▶ What you should do
Set down, in full, every record in the block.

[Named-object pointing records]
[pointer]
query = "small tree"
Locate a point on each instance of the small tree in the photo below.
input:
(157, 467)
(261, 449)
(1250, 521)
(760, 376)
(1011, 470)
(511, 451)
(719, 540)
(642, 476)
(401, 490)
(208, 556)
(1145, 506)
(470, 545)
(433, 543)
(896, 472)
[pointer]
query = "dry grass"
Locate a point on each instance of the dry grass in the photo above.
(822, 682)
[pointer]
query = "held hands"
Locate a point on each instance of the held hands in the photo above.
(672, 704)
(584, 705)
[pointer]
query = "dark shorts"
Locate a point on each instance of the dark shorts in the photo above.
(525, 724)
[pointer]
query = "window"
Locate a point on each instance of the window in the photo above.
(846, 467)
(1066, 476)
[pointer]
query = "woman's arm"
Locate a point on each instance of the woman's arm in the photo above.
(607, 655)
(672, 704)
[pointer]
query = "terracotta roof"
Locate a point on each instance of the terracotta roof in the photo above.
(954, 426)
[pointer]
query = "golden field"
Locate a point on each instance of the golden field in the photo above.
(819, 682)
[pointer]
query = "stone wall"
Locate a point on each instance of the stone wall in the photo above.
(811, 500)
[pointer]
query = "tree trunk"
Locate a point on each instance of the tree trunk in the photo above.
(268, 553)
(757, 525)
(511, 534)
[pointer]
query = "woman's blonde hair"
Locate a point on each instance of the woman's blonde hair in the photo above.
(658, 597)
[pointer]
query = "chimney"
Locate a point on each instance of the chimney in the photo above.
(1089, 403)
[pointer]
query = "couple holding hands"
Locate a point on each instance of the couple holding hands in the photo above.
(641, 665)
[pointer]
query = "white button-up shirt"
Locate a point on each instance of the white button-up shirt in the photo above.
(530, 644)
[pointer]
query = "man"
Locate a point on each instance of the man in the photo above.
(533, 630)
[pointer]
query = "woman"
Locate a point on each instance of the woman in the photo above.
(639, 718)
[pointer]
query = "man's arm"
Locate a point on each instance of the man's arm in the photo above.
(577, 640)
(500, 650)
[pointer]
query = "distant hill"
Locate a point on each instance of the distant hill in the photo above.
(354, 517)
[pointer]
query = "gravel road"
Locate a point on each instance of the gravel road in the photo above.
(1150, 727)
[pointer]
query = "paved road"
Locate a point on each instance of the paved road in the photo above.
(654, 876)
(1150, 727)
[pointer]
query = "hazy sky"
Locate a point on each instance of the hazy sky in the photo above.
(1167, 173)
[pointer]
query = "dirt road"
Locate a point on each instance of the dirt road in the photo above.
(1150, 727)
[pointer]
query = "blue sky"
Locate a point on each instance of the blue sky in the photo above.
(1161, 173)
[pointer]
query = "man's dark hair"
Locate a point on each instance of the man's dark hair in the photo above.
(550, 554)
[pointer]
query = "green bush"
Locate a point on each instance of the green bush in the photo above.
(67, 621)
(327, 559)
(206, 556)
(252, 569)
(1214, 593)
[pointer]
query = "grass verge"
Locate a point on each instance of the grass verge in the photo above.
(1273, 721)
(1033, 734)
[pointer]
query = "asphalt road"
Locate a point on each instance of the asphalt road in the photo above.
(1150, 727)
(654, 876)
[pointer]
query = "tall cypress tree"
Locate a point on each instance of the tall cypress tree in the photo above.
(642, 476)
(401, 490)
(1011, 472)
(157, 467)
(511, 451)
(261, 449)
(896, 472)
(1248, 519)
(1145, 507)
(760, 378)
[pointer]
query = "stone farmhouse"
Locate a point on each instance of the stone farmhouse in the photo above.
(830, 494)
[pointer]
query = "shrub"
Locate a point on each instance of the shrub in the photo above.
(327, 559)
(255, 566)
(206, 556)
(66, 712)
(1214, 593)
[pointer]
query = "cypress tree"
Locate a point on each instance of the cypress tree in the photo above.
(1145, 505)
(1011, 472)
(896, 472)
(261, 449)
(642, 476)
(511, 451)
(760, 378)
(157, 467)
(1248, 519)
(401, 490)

▶ Solution to this problem
[pointer]
query = "small tree"
Locate a point on each instance of the small tree in the photo below.
input:
(157, 467)
(261, 449)
(1250, 521)
(760, 376)
(1011, 470)
(511, 451)
(719, 540)
(642, 476)
(401, 490)
(208, 556)
(1145, 506)
(470, 545)
(433, 543)
(896, 472)
[pointer]
query = "dry grass"
Locate a point on each instance of the dry grass in the photo above.
(822, 682)
[pointer]
query = "held hands"
Locate a point on each instance of the held hands in the photo above.
(672, 704)
(584, 705)
[pointer]
query = "dark shorts"
Locate a point on each instance of the dark shorts in the photo above.
(525, 724)
[pointer]
query = "window"
Locate a point on each instance of the window in the photo above.
(846, 467)
(1066, 476)
[pointer]
query = "woman's arm"
Locate a point on each instance of the woman's arm in the photo above.
(607, 655)
(672, 704)
[pointer]
query = "terracotta roof"
Locate a point on each instance of the terracotta roof in the photo above.
(954, 426)
[pointer]
query = "golden field"
Locate a point on each instance of the golden field in the photo above.
(819, 682)
[pointer]
query = "stone wall"
Locate a point on each instance of the stone wall in the photo above.
(811, 500)
[pointer]
query = "tree trunk"
Locate a point on each instance of the tree trunk in the photo above.
(268, 553)
(757, 525)
(511, 534)
[pointer]
query = "woman's blonde hair"
Locate a point on each instance of the woman's blonde hair in the photo above.
(658, 597)
[pointer]
query = "chimney"
Locate a point on each instance of the chimney in the photo above.
(1089, 403)
[pointer]
query = "couple holding hands"
Locate a point on each instance of the couple holding hands in the photo above.
(641, 665)
[pointer]
query = "white button-up shirt"
Locate a point on each instance of the white button-up shirt in the photo above.
(530, 644)
[pointer]
query = "man"
Locate a point on each instance of the man in the photo above.
(533, 630)
[pointer]
query = "woman"
Locate a point on each instance of the woman in the photo above.
(639, 718)
[pointer]
query = "man's arm"
Locate a point on each instance of the man's arm in the photo above.
(577, 640)
(500, 650)
[pointer]
query = "distant hill"
Locate a point on each instance of the distant hill in the photo above.
(354, 517)
[pointer]
query = "gravel road"
Locate a point on each instance of the gravel road in the photo above.
(1150, 727)
[pointer]
query = "paved road"
Locate a point on each instance of the paved road in the photo above.
(654, 876)
(1150, 727)
[pointer]
query = "hazy sky"
Locate a point on each instance of the hazy sky in the photo above.
(1167, 173)
[pointer]
query = "dirt road"
Locate a point on each instance of the dirt road in the photo above.
(1150, 727)
[pointer]
query = "blue sky"
Locate a point on each instance of the blue sky in the photo above.
(1161, 173)
[pointer]
query = "man's dark hair"
Locate a point on each instance of the man's dark hair in the photo above.
(550, 554)
[pointer]
query = "green bush"
Locate a point on each instance of the green bush in the photo above.
(67, 621)
(327, 559)
(206, 556)
(252, 569)
(1214, 593)
[pointer]
query = "grass verge"
Locate a point on each instance of the grass verge in the photo above.
(1273, 721)
(1033, 734)
[pointer]
query = "asphalt road"
Locate a point on each instance of the asphalt road in the photo above.
(1150, 727)
(654, 876)
[pointer]
query = "tall cypress tree"
Locate a point on each instance of the tall cypress tree in the photo above.
(642, 476)
(401, 490)
(1011, 472)
(157, 467)
(511, 451)
(261, 449)
(896, 472)
(1248, 519)
(1145, 507)
(760, 378)
[pointer]
query = "stone farmhouse"
Locate a point on each instance of the stone farmhouse in the photo above.
(830, 494)
[pointer]
query = "shrub"
Locate a point on each instance of the shrub in the photo above.
(327, 559)
(255, 566)
(206, 556)
(66, 712)
(1214, 593)
[pointer]
query = "cypress tree"
Locate a point on each instance of the cypress tree in the photo above.
(1145, 505)
(1011, 472)
(896, 472)
(261, 449)
(642, 476)
(511, 451)
(760, 378)
(157, 467)
(1248, 519)
(401, 490)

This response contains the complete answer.